## EXTRAIT
·····

Assignées à l’incivisme la police et la gendarmerie, curieusement exemptées de cette obligation qu’ils ont la charge de faire appliquer au commun des citoyens, en une nouvelle rupture d’égalité devant la loi qui en dit long sur la dépendance de tout pouvoir autoritaire à ses forces de répression ?
De tels amalgames commodes facilitent l’occultation des racines de la défiance des Français, vaccinés ou non, à l’encontre du pouvoir politique, que vient de rappeler l’abstention massive aux régionales.
La réticence d’une partie du personnel soignant s’explique par ses compétences médicales propres – une interrogation sur l’innocuité de vaccins trop récents pour que l’on en connaisse les effets à long terme – mais aussi par le mépris qu’Emmanuel Macron a opposé à l’hôpital lorsque celui-ci s’est mis en grève en 2019 pour essayer d’obtenir les moyens dont la pandémie révélera le manque cruel.
L’Etat paye également le prix de ses mensonges à répétition et de ses incompétences dans le domaine de la santé, depuis le nuage de Tchernobyl s’arrêtant aux frontières de l’Hexagone jusqu’à l’inutilité des masques en passant par l’affaire du sang contaminé.
Entachée par les errements des laboratoires Servier, la quête forcenée de profits de l’industrie pharmaceutique et son instrumentalisation pernicieuse de la recherche, la crédibilité du secteur privé, auquel s’en remet désormais l’Etat, n’est pas plus évidente aux yeux du grand public.
Enfin une part de l’opinion est à juste titre tétanisée par la transformation d’une technologie d’ordre commercial – le QR code – en moyen de surveillance de la vie quotidienne et de partage aveugle de la population dont Parcoursup a imposé aux familles les travaux pratiques et algorithmiques depuis trois ans. Là aussi la méfiance est de mise.
D’une part, l’Etat, de fichier en fichier, n’a cessé de mentir quant au respect des libertés publiques dont il a systématiquement cherché à s’affranchir, jusqu’à ce fameux engagement d’Emmanuel Macron, en avril, selon lequel « le passe sanitaire ne sera jamais un droit d’accès qui différencie les Français ».
Son inénarrable ministre de l’Education « nationale » (sic) menace aujourd’hui d’ « évincer » (re-sic) des établissements scolaires les élèves non vaccinés. La semaine prochaine il leur promettra la fessée ?
D’autre part, la Chine nous donne un avant-goût de l’avenir que nous prépare ce genre de technologie dont la fiabilité reste au demeurant à démontrer, de cyberattaques en cyberattaques.
Quelle foi accorder à l’inviolabilité des données médicales et personnelles auxquelles le QR code donne accès lorsque le président de la République n’est pas capable de sécuriser son propre téléphone, ainsi que l’a révélé l’affaire Pegasus ?

·····

## LES DONNÉES
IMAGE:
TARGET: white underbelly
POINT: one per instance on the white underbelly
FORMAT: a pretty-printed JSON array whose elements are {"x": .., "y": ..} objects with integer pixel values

·····

## À COMPLÉTER
- a) D'après l'extrait, quelle affaire a révélé que le président de la République n'est pas capable de sécuriser son propre téléphone ?
- b) Relevez mot pour mot, dans l'extrait, le passage qui va de « Assignées à l’incivisme » jusqu'à « le manque cruel. » inclus.

## RÉPONSES RÉDIGÉES
- a) L'affaire Pegasus.

- b)
Assignées à l’incivisme la police et la gendarmerie, curieusement exemptées de cette obligation qu’ils ont la charge de faire appliquer au commun des citoyens, en une nouvelle rupture d’égalité devant la loi qui en dit long sur la dépendance de tout pouvoir autoritaire à ses forces de répression ?
De tels amalgames commodes facilitent l’occultation des racines de la défiance des Français, vaccinés ou non, à l’encontre du pouvoir politique, que vient de rappeler l’abstention massive aux régionales.
La réticence d’une partie du personnel soignant s’explique par ses compétences médicales propres – une interrogation sur l’innocuité de vaccins trop récents pour que l’on en connaisse les effets à long terme – mais aussi par le mépris qu’Emmanuel Macron a opposé à l’hôpital lorsque celui-ci s’est mis en grève en 2019 pour essayer d’obtenir les moyens dont la pandémie révélera le manque cruel.